Фрагмент документа —

Основной документ без основного народа. Беседа о советско-российской Конституции
Александр Верещагин
Интервью с доктором права Эссекского университета (Великобритания), главным редактором журнала «Закон» Александром Верещагиным.
Почему российская Конституция сейчас так устроена, что какие-то главы трогать можно без воли народа, а какие-то нельзя? Не оставляет ли это как раз лазейку для использования Конституции как политического инструмента в части изменяемых глав?
‒ Конституция и есть политический инструмент в том, что касается устройства системы государственной власти. Тут нет лазейки ‒ в мире есть много конституций, которые меняются без референдума. Для примера хотя бы возьмём поправки к Конституции США, которые референдумов не предполагают.
Почему в СССР менялись конституции? (Исходим из того, что их было три: 24-го года, сталинская и брежневская). Зачем нужны были изменения?

Записи данных —
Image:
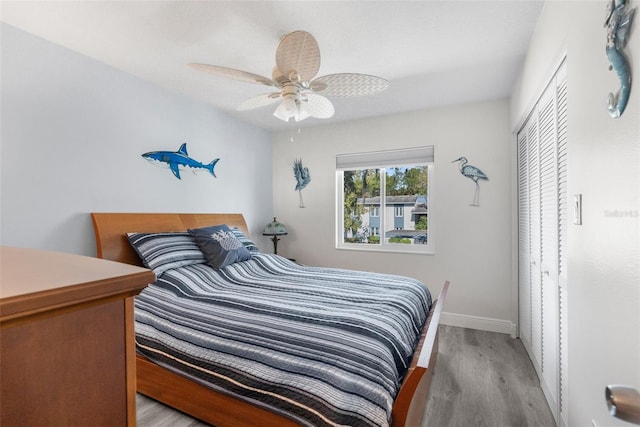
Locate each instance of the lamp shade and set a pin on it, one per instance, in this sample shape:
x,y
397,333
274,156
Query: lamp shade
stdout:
x,y
274,228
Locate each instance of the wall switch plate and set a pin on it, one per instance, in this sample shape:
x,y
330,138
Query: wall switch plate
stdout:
x,y
577,209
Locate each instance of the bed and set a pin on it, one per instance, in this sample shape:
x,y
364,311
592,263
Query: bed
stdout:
x,y
207,400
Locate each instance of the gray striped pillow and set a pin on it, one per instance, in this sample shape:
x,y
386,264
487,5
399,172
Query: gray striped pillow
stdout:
x,y
164,251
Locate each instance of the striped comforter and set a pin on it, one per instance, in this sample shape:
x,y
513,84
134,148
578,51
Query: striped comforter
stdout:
x,y
321,346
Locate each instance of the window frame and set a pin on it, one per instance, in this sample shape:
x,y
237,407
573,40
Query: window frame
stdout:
x,y
386,223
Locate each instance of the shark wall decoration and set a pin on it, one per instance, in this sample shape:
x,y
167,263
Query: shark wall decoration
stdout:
x,y
618,24
178,160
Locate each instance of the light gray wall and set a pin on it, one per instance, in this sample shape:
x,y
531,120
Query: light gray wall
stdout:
x,y
604,166
473,248
73,130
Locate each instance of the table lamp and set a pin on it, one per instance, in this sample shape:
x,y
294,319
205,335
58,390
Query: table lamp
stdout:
x,y
275,229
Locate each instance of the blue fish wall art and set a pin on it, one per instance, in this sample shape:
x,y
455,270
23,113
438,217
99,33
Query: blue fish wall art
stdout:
x,y
618,24
178,160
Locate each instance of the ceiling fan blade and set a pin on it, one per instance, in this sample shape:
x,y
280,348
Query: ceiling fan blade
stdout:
x,y
348,84
317,106
232,73
298,56
259,101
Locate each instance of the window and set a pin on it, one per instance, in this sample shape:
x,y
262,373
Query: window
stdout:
x,y
384,199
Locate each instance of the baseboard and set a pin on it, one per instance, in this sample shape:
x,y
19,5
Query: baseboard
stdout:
x,y
480,323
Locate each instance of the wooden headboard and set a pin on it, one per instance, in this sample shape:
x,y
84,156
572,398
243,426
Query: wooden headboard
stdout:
x,y
111,229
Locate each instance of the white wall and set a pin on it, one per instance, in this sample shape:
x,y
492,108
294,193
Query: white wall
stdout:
x,y
472,243
73,130
604,166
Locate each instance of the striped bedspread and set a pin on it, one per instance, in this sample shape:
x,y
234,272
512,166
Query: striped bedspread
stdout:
x,y
322,346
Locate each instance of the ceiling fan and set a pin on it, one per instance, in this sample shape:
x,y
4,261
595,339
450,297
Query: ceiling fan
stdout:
x,y
300,95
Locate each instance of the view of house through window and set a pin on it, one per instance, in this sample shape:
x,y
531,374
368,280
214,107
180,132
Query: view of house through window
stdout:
x,y
387,204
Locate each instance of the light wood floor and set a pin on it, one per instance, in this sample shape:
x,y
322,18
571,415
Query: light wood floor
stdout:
x,y
481,379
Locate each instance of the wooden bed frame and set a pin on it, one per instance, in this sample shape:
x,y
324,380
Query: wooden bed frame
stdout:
x,y
217,408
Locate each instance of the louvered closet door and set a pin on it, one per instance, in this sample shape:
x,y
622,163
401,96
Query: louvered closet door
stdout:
x,y
542,227
524,242
533,165
547,124
563,224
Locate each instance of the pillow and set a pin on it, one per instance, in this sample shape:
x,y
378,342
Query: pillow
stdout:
x,y
220,246
164,251
248,243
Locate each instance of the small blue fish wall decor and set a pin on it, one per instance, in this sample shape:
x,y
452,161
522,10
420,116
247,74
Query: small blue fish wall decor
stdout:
x,y
303,177
178,160
618,24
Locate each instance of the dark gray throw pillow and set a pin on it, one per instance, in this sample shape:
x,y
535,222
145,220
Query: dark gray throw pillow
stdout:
x,y
220,246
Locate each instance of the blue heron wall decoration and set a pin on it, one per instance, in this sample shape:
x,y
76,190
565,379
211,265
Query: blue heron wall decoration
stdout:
x,y
303,177
474,174
618,24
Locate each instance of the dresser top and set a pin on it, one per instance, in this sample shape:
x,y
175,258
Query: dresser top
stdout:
x,y
34,280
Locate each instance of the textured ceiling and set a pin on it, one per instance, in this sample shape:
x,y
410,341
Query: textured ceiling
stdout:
x,y
433,52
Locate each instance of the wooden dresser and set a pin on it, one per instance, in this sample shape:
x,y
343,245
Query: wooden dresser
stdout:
x,y
67,350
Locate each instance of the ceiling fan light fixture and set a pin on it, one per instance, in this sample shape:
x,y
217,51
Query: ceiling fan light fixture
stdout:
x,y
294,76
287,109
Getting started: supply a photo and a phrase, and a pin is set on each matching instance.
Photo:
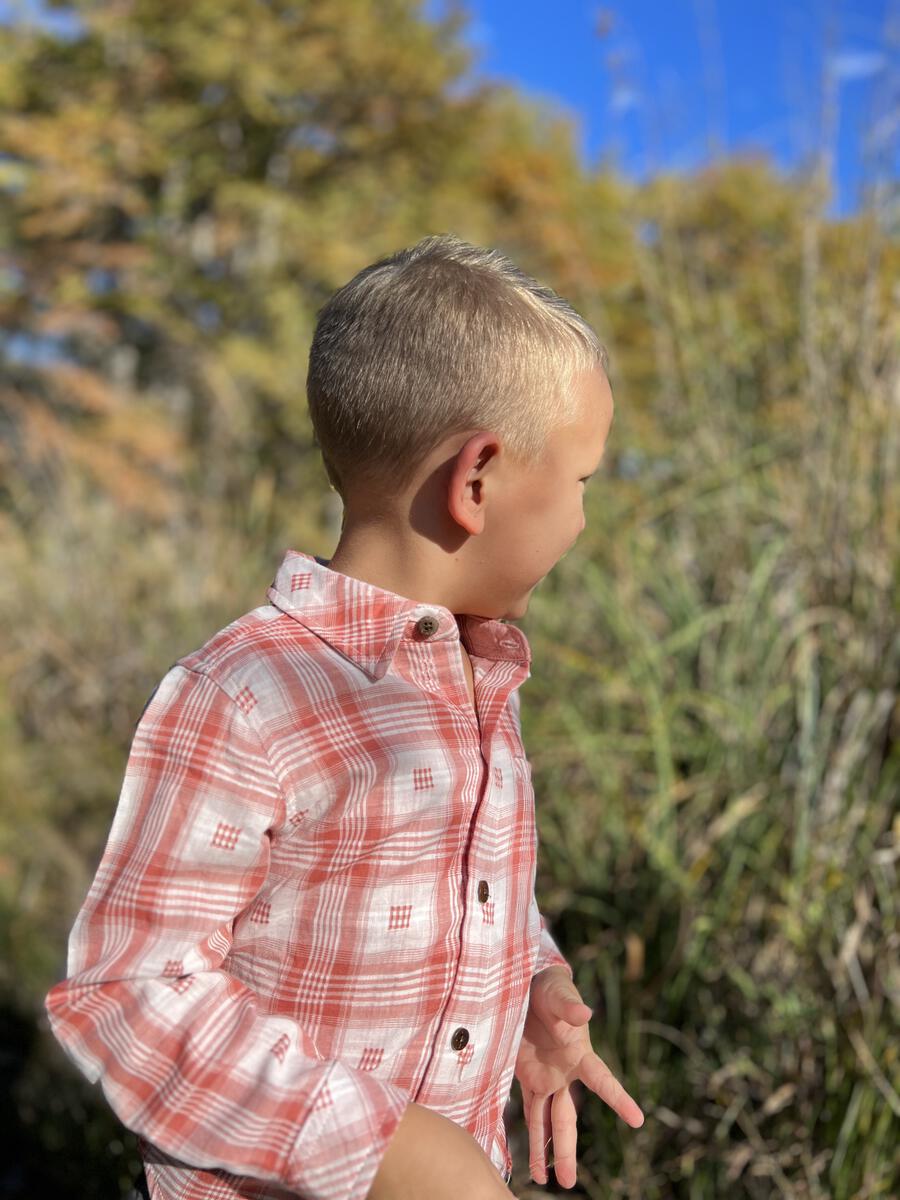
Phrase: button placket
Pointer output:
(460, 1038)
(427, 625)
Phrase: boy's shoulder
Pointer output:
(255, 653)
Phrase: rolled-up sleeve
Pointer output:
(187, 1056)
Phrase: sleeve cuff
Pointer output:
(346, 1134)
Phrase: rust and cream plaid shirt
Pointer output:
(317, 899)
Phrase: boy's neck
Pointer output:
(395, 562)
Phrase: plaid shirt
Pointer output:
(317, 899)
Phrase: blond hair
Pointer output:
(437, 339)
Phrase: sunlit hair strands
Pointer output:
(441, 337)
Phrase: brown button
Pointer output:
(427, 624)
(460, 1038)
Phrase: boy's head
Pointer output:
(445, 359)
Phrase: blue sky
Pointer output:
(673, 81)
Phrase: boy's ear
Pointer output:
(466, 486)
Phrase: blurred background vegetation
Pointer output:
(713, 713)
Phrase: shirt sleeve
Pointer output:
(186, 1054)
(549, 953)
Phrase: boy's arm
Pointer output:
(186, 1055)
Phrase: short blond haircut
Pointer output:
(437, 339)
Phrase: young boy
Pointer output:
(311, 959)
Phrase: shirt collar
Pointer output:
(366, 623)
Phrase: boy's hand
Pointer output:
(555, 1051)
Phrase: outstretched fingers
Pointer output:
(597, 1075)
(564, 1125)
(538, 1119)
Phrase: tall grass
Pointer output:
(713, 724)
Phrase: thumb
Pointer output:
(567, 1005)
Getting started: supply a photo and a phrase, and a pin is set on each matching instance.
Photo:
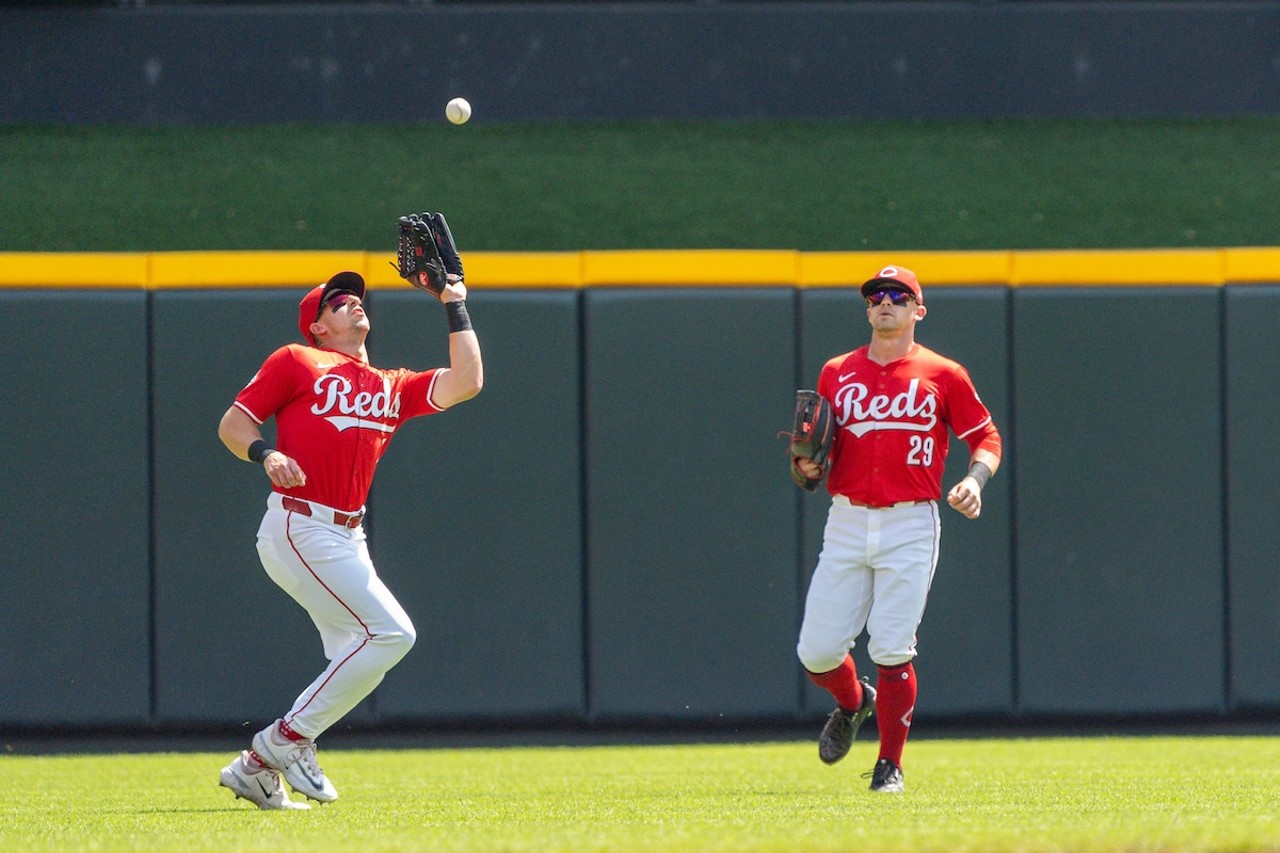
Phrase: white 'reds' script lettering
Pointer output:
(860, 413)
(334, 393)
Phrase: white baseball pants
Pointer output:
(327, 569)
(874, 571)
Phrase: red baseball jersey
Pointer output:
(334, 415)
(892, 424)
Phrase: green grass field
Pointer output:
(1063, 794)
(813, 186)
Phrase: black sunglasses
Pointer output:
(334, 301)
(895, 297)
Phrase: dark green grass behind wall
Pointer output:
(816, 186)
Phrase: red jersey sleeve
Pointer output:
(968, 415)
(273, 386)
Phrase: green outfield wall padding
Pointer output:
(1253, 471)
(74, 573)
(1119, 534)
(608, 530)
(476, 514)
(690, 528)
(965, 661)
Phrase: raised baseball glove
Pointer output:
(813, 430)
(426, 246)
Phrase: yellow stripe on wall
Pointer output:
(650, 268)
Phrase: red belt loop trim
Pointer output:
(341, 519)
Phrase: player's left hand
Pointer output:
(283, 470)
(965, 497)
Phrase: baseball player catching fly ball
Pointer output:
(883, 410)
(334, 415)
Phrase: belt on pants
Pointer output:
(341, 519)
(844, 501)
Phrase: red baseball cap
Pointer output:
(895, 276)
(311, 304)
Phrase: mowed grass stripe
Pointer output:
(551, 186)
(1214, 793)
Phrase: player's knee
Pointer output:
(819, 660)
(398, 642)
(890, 653)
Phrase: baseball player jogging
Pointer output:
(334, 416)
(880, 423)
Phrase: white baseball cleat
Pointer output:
(260, 785)
(297, 761)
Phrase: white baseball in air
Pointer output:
(457, 110)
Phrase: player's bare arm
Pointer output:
(464, 378)
(238, 432)
(965, 496)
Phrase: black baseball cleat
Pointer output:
(886, 778)
(837, 735)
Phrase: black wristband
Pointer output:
(457, 314)
(979, 473)
(259, 451)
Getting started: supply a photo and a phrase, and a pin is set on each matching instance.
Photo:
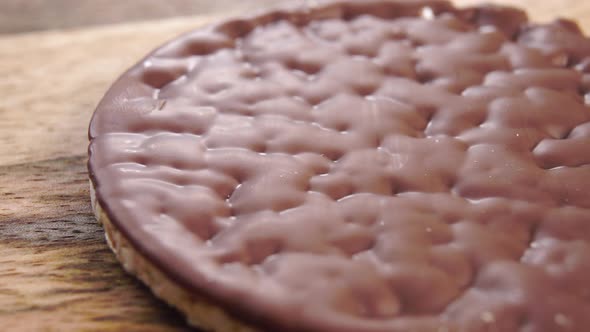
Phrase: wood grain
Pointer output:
(56, 272)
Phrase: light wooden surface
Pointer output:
(56, 272)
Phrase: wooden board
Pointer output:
(56, 272)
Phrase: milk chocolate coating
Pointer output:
(361, 166)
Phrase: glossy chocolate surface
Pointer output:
(361, 166)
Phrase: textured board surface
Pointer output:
(56, 272)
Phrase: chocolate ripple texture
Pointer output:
(361, 166)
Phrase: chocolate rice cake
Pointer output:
(356, 166)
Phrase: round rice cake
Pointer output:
(356, 166)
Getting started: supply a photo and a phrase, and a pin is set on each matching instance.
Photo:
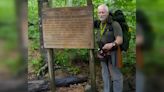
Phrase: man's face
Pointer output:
(102, 13)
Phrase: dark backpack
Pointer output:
(120, 18)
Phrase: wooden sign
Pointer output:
(69, 27)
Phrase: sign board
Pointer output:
(68, 27)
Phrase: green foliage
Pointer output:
(66, 56)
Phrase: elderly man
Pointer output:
(109, 36)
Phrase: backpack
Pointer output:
(120, 18)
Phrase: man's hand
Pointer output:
(107, 46)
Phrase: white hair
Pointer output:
(104, 6)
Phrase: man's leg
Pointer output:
(105, 76)
(117, 78)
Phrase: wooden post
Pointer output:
(92, 70)
(50, 60)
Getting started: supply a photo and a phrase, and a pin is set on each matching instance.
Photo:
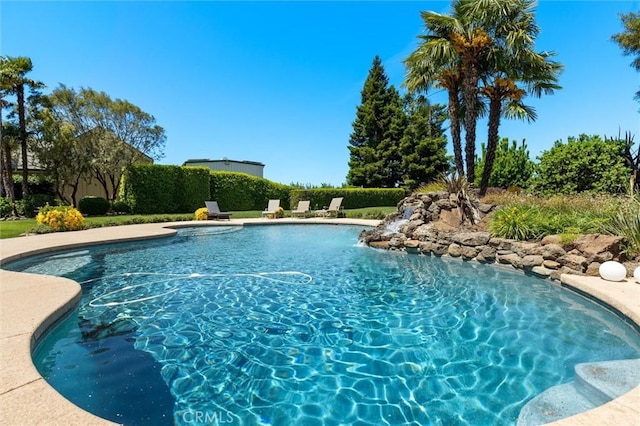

Письменное задание A —
Почему Александр Верещагин в интервью о российской Конституции не считает лазейкой то, что часть глав можно менять без воли народа? Ответьте в одном–трех предложениях.
Письменное задание B —
Продолжите интервью о советско-российской Конституции, начав сразу после последнего заданного вопроса.

Ожидаемый ответ A —
По его словам, Конституция сама является политическим инструментом в том, что касается устройства системы государственной власти. Кроме того, в мире много конституций, которые меняются без референдума. В пример он приводит поправки к Конституции США, которые референдумов не предполагают.

Ожидаемый ответ B —
‒ Конституция 1936 г. понадобилась потому, что Сталин допустил грубый политический просчет: до 1935 г. ведомый им Коммунистический Интернационал придерживался доктрины, согласно которой социал-демократия хуже фашизма (этим термином советские именовали как собственно фашизм, так и германский национал-социализм). В результате коммунисты отказывались от альянсов с социал-демократами и тем более с «буржуазными» партиями. Эта разобщённость потенциальных антигитлеровских сил облегчила нацистам путь к власти. Поняв это, Сталин спохватился и на 7 конгрессе Коминтерна в 1935 г. провёл линию на создание т.н. единых «народных» фронтов с участием всех «антифашистских» сил. По сути, это была линия Троцкого, только Сталин этого не признавал, конечно. Такая смена политики дала некоторый результат ‒ в частности, в 1936 г. к власти во Франции пришло правительство Народного фронта. В рамках этой новой политики, с целью понравиться Западу, приверженному принципам парламентской демократии, Сталин решил создать более привлекательный юридический декорум и заставил Бухарина написать новую Конституцию, где было даже некоторое подобие «буржуазного» принципа разделения властей. Бухарина он потом расстрелял, а разделение властей осталось на бумаге: в СССР никогда не было независимого суда, все приговоры по политическим делам предрешались партийными органами. Но, так или иначе, задача по смене декорума была выполнена.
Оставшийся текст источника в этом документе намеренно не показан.